§ **What the task asks**
Each line of the data should be duplicated precisely.
——
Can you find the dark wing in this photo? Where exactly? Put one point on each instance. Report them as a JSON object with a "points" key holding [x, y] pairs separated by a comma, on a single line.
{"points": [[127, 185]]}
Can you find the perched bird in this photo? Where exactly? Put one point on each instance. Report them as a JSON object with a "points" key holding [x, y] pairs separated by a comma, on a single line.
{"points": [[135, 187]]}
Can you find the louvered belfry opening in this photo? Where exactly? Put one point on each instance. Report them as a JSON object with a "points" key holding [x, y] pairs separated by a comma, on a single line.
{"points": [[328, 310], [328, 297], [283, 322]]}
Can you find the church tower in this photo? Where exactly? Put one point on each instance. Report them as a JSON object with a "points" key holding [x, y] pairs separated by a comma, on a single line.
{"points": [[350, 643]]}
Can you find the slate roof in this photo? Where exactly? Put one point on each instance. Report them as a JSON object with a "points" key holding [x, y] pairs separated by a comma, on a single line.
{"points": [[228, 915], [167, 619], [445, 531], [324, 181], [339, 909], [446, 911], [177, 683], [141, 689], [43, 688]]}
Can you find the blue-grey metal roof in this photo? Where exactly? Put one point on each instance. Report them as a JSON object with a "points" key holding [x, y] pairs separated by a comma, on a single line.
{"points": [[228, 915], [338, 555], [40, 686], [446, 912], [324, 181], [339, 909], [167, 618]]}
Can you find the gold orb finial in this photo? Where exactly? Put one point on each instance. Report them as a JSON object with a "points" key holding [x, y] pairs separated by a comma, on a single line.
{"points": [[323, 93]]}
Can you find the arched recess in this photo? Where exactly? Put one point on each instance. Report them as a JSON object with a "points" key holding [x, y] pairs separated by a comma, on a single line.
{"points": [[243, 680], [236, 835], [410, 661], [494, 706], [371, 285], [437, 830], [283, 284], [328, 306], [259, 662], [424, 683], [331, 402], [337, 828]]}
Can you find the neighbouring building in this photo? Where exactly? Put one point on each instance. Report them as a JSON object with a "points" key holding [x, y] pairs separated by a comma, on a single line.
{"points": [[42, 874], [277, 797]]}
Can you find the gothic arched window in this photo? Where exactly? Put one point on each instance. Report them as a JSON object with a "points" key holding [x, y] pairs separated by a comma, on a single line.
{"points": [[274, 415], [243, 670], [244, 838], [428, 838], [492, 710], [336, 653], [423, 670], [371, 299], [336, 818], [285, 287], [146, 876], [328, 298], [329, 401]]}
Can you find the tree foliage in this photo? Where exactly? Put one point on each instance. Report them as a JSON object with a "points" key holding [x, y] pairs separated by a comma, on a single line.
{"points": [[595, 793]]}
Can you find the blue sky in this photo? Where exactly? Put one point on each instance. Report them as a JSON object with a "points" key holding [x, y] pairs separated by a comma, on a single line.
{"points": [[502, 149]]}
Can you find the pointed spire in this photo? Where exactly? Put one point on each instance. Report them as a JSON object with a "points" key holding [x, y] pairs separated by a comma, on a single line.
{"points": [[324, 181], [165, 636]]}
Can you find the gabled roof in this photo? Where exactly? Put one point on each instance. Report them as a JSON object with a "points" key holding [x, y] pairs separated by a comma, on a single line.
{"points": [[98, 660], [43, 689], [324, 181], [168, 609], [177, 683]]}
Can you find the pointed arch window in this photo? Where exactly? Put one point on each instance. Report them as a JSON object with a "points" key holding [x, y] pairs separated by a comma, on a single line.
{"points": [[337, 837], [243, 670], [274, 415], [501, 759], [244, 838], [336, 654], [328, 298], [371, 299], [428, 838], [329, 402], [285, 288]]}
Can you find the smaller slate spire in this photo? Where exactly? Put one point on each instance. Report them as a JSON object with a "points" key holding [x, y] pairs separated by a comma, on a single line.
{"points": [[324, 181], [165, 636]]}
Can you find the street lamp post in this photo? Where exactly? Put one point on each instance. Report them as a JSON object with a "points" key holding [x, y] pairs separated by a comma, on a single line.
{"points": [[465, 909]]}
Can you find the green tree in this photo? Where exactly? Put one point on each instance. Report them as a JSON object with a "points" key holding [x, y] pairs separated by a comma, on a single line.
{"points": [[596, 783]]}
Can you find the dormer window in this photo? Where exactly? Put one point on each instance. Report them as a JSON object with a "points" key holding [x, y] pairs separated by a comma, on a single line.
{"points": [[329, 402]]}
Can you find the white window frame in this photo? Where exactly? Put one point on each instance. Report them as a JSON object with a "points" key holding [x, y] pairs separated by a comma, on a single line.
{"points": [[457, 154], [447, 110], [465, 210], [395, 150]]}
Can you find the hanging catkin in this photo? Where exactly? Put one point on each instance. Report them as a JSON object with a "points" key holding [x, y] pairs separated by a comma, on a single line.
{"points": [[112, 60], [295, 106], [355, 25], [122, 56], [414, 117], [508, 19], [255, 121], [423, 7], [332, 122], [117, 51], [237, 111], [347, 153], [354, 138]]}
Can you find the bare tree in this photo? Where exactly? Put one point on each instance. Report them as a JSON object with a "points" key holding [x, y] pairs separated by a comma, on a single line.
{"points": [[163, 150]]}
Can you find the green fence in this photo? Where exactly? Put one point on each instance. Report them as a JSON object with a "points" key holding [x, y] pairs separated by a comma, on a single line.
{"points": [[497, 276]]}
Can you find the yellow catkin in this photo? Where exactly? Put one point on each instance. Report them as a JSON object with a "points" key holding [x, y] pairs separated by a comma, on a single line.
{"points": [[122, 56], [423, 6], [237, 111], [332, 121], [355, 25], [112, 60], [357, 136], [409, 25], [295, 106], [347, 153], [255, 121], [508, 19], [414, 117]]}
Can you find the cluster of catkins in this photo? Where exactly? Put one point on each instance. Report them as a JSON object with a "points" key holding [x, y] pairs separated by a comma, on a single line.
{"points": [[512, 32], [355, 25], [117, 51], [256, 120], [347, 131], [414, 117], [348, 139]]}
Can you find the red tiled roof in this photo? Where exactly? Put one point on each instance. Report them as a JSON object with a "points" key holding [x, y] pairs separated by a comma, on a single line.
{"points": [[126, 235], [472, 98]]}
——
§ **Answer to this problem**
Can you find the dark wing in this photo? Where exactly? Put one point on each instance. Report them as a JSON object with a "points" key holding [x, y] pairs separated by a comma, on a single line.
{"points": [[127, 185]]}
Can you find the perched bird in this photo? Where exactly? Put one point on each instance. Report them as a JSON object with a "points" key holding [x, y] pairs separated by a comma, on a single line.
{"points": [[135, 187]]}
Can you find the louvered belfry opening in this photo? Where exactly? Put one point on each instance. Report them as a JSON object with a "points" key holding [x, y] pairs separated by a comma, on a single line.
{"points": [[328, 310], [328, 297], [283, 322]]}
Can you find the church tower in this photo? Where exactly? Put one point on each instance. Report them as a JSON object with a "points" key holding [x, y] pairs separated by a comma, on a single line.
{"points": [[350, 643]]}
Can you find the slate roof in this photo? Where exactly? Put one point on each instance. Report them as a JSON object with a "points" key holding [x, y] pairs separated by a comma, on a single line.
{"points": [[228, 915], [167, 619], [445, 531], [324, 181], [339, 909], [446, 911], [177, 683], [141, 689], [43, 688]]}
Can you find the blue-grey metal roof in this photo? Where exactly? Put one point on each instance. Report them as a JSON object with a "points" key holding [x, y] pairs separated by a comma, on a single line.
{"points": [[228, 915], [338, 555], [40, 686], [446, 912], [324, 181], [339, 909], [167, 618]]}
Can you find the gold orb finial in this photo? Where exactly? Put one point on each instance. Report them as a JSON object with a "points" key holding [x, y] pairs separated by a comma, on a single line.
{"points": [[323, 93]]}
Can you find the arched recess in this photo? Where exactly? Put one point on each instance. Report them as a JSON object with a "points" key holding [x, y] pairs separated by a comma, on a single line.
{"points": [[243, 680], [236, 835], [410, 661], [494, 706], [371, 285], [437, 830], [283, 284], [328, 306], [259, 662], [424, 683], [331, 402], [337, 828]]}
Can you find the neighbouring building in this photo? Where exactly? Put one point on each instance. Report them as a JSON object with a "points" key holding [x, y] pairs separated by a comma, on a single line.
{"points": [[42, 874], [277, 797]]}
Can you find the gothic arched window in this photo? Where exactly? Put one point on each instance. Report them as a JSON object with a "points" key holding [x, y] pairs separated by a comma, on a single line.
{"points": [[274, 415], [243, 670], [244, 838], [428, 838], [492, 710], [336, 653], [423, 670], [371, 299], [336, 818], [285, 287], [146, 876], [328, 298], [329, 401]]}
Can you find the tree foliage in this photo? Where exactly? Put one point on each instance. Report them as a JSON object with a "points" key holding [x, y] pairs separated by a comma, on a single line.
{"points": [[595, 793]]}
Can you find the blue sky in this photo? Where exactly? Put one point on each instance. Report them as a JSON object with a "points" key holding [x, y] pairs separated by a comma, on a single line.
{"points": [[502, 149]]}
Can you find the pointed spire in this photo? Where exactly? Put one point on each instance. Report them as a JSON object with a "points" key holding [x, y] pairs separated by a comma, on a single line.
{"points": [[324, 181], [165, 636]]}
Can you find the gabled roof in this photo? Where exactly? Put one point on each instance. Report them as a JSON object with a "points" key holding [x, y] pairs separated by a comma, on a single line.
{"points": [[98, 660], [43, 689], [324, 181], [168, 609], [177, 683]]}
Can you find the pointed arch window in this photo? Where exactly? Put one point on each instance. Report them as a JSON object with a "points" key holding [x, y] pairs separated by a comma, on a single line.
{"points": [[337, 837], [243, 670], [274, 415], [501, 759], [244, 838], [336, 654], [328, 298], [371, 299], [428, 838], [329, 402], [285, 288]]}
Can you find the smaller slate spire in this photo? Where exactly? Put one point on each instance. Report them as a JSON object with a "points" key holding [x, y] pairs separated by a comma, on a single line.
{"points": [[324, 181], [165, 636]]}
Can you find the street lamp post in this photo? Where exactly? Put one point on each instance. Report them as a JSON object with a "points" key holding [x, y] pairs separated by a comma, on a single line.
{"points": [[465, 909]]}
Can you find the green tree in this photo? Where exactly? Put one point on each instance. Report them as a JSON object with a "points" key holding [x, y] pairs separated by a comma, on a single line.
{"points": [[596, 783]]}
Can you find the dormer window in this photo? Where exactly? Put one point on each instance. Report them as a JSON object with a "points" key holding [x, y] pairs separated by a comma, on a single line.
{"points": [[329, 402]]}
Can you find the white window frame in this photo? Where exactly? Put one point on each instance. Report them as a JSON object with a "points" key holding [x, y] pairs separated by a comma, on a single line.
{"points": [[457, 154], [447, 110], [465, 210], [395, 150]]}
Can you find the hanging catkin in this photo? Where exactly? Put one point on each instance. Report them as a JSON object with a "points" key holding [x, y] pairs separated by a comma, on a single line.
{"points": [[112, 60], [295, 106], [355, 25], [122, 56], [414, 117], [508, 19], [255, 121], [423, 7], [332, 122], [117, 51], [237, 111], [347, 153], [354, 138]]}
Can you find the bare tree in this photo? Where exactly? Put one point on each instance. Report them as a JSON object with a "points" key holding [x, y] pairs separated by a comma, on a single line.
{"points": [[163, 150]]}
Can you find the green fence in this photo? Where exactly? Put one point on each instance. Report them as a JSON object with a "points" key holding [x, y] pairs separated by a comma, on a single line.
{"points": [[497, 276]]}
Can you find the yellow catkin in this photo? Where exactly? Put one point on each instance. Report them as a JSON object with a "points" key holding [x, y] pairs separated by a comma, on a single line.
{"points": [[122, 56], [423, 6], [237, 111], [332, 121], [355, 25], [112, 60], [357, 136], [409, 25], [295, 106], [347, 153], [255, 121], [508, 19], [414, 117]]}
Can you find the cluster of catkins in this photo? Where exactly? Put one point on each instance. Report them as a JSON object with a "points" key holding [x, y] pairs separated by a comma, on a single line.
{"points": [[512, 32], [355, 25], [117, 51], [256, 120], [347, 131], [414, 117], [348, 139]]}
Can you find the red tiled roof in this photo? Where exactly? Put one point on each instance. Report them as a JSON object with a "points" key holding [x, y] pairs separated by a comma, on a single line.
{"points": [[126, 235], [472, 98]]}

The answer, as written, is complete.